■ WORK REQUEST
Would you return each record that follows word for word, without its pictures?

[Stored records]

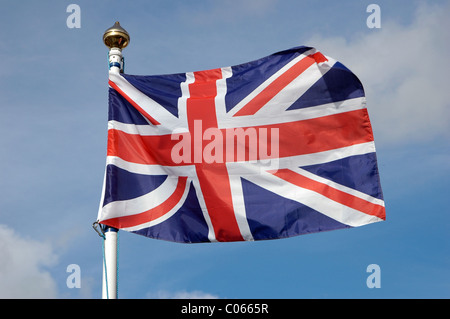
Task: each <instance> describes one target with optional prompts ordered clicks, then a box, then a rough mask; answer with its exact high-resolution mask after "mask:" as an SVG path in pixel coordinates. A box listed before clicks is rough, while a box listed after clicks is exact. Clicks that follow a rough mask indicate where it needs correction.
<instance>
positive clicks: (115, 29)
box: [103, 21, 130, 49]
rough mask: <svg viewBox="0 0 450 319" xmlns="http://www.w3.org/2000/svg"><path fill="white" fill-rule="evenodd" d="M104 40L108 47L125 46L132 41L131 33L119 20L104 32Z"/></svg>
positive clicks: (120, 48)
mask: <svg viewBox="0 0 450 319" xmlns="http://www.w3.org/2000/svg"><path fill="white" fill-rule="evenodd" d="M103 42H104V43H105V45H106V46H107V47H108V48H110V49H111V48H118V49H123V48H125V47H126V46H127V45H128V43H129V42H130V35H129V34H128V32H127V31H126V30H125V29H124V28H122V27H121V26H120V23H119V21H116V23H114V25H113V26H112V27H111V28H109V29H108V30H106V31H105V33H103Z"/></svg>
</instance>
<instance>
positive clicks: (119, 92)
mask: <svg viewBox="0 0 450 319" xmlns="http://www.w3.org/2000/svg"><path fill="white" fill-rule="evenodd" d="M108 83H109V85H110V86H111V87H112V88H113V89H114V90H116V91H117V92H119V94H120V95H122V96H123V97H124V98H125V99H126V100H127V101H128V102H130V104H131V105H133V106H134V107H135V108H136V109H137V110H138V111H139V112H140V113H141V114H142V115H144V116H145V117H146V118H147V119H148V120H149V121H150V123H152V124H153V125H159V124H160V123H159V122H158V121H157V120H155V119H154V118H153V117H151V116H150V114H148V113H147V112H145V111H144V109H143V108H142V107H140V106H139V105H138V104H137V103H136V102H134V101H133V99H132V98H130V97H129V96H128V95H127V94H126V93H125V92H124V91H122V90H121V89H120V88H119V87H118V86H117V85H116V83H114V82H113V81H111V80H109V81H108Z"/></svg>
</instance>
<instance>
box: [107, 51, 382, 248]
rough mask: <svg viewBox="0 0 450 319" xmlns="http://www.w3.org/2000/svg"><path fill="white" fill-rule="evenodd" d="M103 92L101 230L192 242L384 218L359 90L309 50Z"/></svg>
mask: <svg viewBox="0 0 450 319" xmlns="http://www.w3.org/2000/svg"><path fill="white" fill-rule="evenodd" d="M109 85H110V88H109V115H108V144H107V163H106V172H105V181H104V186H103V194H102V200H101V204H100V209H99V213H98V221H99V222H100V223H101V224H104V225H108V226H111V227H115V228H118V229H123V230H127V231H130V232H134V233H137V234H141V235H144V236H147V237H151V238H156V239H163V240H169V241H176V242H185V243H195V242H215V241H242V240H250V241H251V240H263V239H275V238H285V237H291V236H297V235H301V234H307V233H314V232H320V231H327V230H334V229H340V228H348V227H356V226H361V225H366V224H369V223H373V222H378V221H382V220H384V219H385V208H384V201H383V195H382V190H381V186H380V180H379V174H378V167H377V159H376V154H375V145H374V139H373V133H372V128H371V124H370V121H369V116H368V113H367V109H366V100H365V96H364V89H363V86H362V84H361V82H360V81H359V80H358V78H357V77H356V76H355V75H354V74H353V73H352V72H351V71H349V70H348V69H347V68H346V67H345V66H344V65H342V64H341V63H339V62H337V61H335V60H334V59H332V58H330V57H328V56H324V55H323V54H322V53H320V52H319V51H317V50H316V49H314V48H310V47H296V48H292V49H290V50H286V51H282V52H278V53H275V54H272V55H270V56H267V57H265V58H262V59H259V60H256V61H253V62H249V63H244V64H240V65H236V66H232V67H225V68H218V69H213V70H207V71H199V72H191V73H181V74H170V75H156V76H137V75H128V74H119V73H110V74H109Z"/></svg>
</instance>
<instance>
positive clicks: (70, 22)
mask: <svg viewBox="0 0 450 319" xmlns="http://www.w3.org/2000/svg"><path fill="white" fill-rule="evenodd" d="M66 12H68V13H70V14H69V16H68V17H67V19H66V25H67V27H68V28H69V29H73V28H77V29H79V28H81V8H80V6H79V5H78V4H74V3H72V4H69V5H68V6H67V8H66Z"/></svg>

■ SOLUTION TO THE PROBLEM
Task: each <instance> describes one target with optional prompts ordered clicks, then a box, then a rough mask; answer with its exact high-resolution mask after "mask:" as an SVG path in pixel coordinates. A box listed before clicks is rough, while a box listed after clicks is exact. Clicks that follow a rough mask indicate where it needs correction.
<instance>
positive clicks: (115, 29)
box: [103, 21, 130, 49]
rough mask: <svg viewBox="0 0 450 319" xmlns="http://www.w3.org/2000/svg"><path fill="white" fill-rule="evenodd" d="M104 40L108 47L125 46L132 41L131 33L119 20L104 32Z"/></svg>
positive clicks: (120, 48)
mask: <svg viewBox="0 0 450 319" xmlns="http://www.w3.org/2000/svg"><path fill="white" fill-rule="evenodd" d="M103 42H104V43H105V45H106V46H107V47H108V48H110V49H111V48H118V49H123V48H125V47H126V46H127V45H128V43H129V42H130V35H129V34H128V32H127V31H126V30H125V29H124V28H122V27H121V26H120V23H119V21H116V23H114V25H113V26H112V27H111V28H109V29H108V30H106V31H105V33H103Z"/></svg>
</instance>
<instance>
positive clicks: (119, 92)
mask: <svg viewBox="0 0 450 319" xmlns="http://www.w3.org/2000/svg"><path fill="white" fill-rule="evenodd" d="M108 83H109V85H110V86H111V87H112V88H113V89H114V90H116V91H117V92H119V94H120V95H122V96H123V97H124V98H125V99H126V100H127V101H128V102H130V104H131V105H133V106H134V107H135V108H136V109H137V110H138V111H139V112H140V113H141V114H142V115H144V116H145V117H146V118H147V119H148V120H149V121H150V123H152V124H153V125H159V124H160V123H159V122H158V121H157V120H155V119H154V118H153V117H151V116H150V114H148V113H147V112H145V111H144V109H143V108H142V107H140V106H139V105H138V104H137V103H136V102H134V101H133V99H132V98H130V97H129V96H128V95H127V94H126V93H125V92H124V91H122V90H121V89H120V88H119V87H118V86H117V85H116V83H114V82H113V81H111V80H109V81H108Z"/></svg>
</instance>
<instance>
box: [107, 51, 382, 248]
rough mask: <svg viewBox="0 0 450 319" xmlns="http://www.w3.org/2000/svg"><path fill="white" fill-rule="evenodd" d="M103 92L101 230L192 242L384 218L359 90L309 50Z"/></svg>
mask: <svg viewBox="0 0 450 319" xmlns="http://www.w3.org/2000/svg"><path fill="white" fill-rule="evenodd" d="M109 85H110V88H109V115H108V144H107V163H106V172H105V181H104V186H103V194H102V200H101V204H100V209H99V213H98V221H99V222H100V223H101V224H104V225H108V226H111V227H115V228H118V229H123V230H127V231H130V232H134V233H137V234H141V235H144V236H147V237H151V238H156V239H163V240H169V241H176V242H185V243H195V242H215V241H242V240H250V241H251V240H263V239H275V238H285V237H291V236H297V235H301V234H307V233H314V232H320V231H327V230H334V229H340V228H348V227H356V226H361V225H366V224H369V223H373V222H378V221H382V220H384V219H385V208H384V201H383V195H382V190H381V186H380V180H379V174H378V167H377V159H376V154H375V145H374V139H373V133H372V128H371V124H370V121H369V116H368V113H367V109H366V100H365V96H364V89H363V86H362V84H361V82H360V81H359V80H358V78H357V77H356V76H355V75H354V74H353V73H352V72H351V71H349V70H348V69H347V68H346V67H345V66H344V65H342V64H341V63H339V62H337V61H335V60H334V59H332V58H330V57H328V56H324V55H323V54H322V53H320V52H319V51H317V50H316V49H314V48H310V47H296V48H292V49H290V50H286V51H282V52H278V53H275V54H272V55H270V56H267V57H265V58H262V59H259V60H256V61H253V62H249V63H244V64H240V65H236V66H232V67H225V68H218V69H213V70H207V71H199V72H191V73H181V74H170V75H156V76H137V75H128V74H119V73H110V74H109Z"/></svg>
</instance>
<instance>
positive clicks: (70, 22)
mask: <svg viewBox="0 0 450 319" xmlns="http://www.w3.org/2000/svg"><path fill="white" fill-rule="evenodd" d="M66 12H68V13H70V14H69V16H68V17H67V19H66V25H67V27H68V28H69V29H73V28H77V29H79V28H81V8H80V6H79V5H78V4H74V3H72V4H69V5H68V6H67V8H66Z"/></svg>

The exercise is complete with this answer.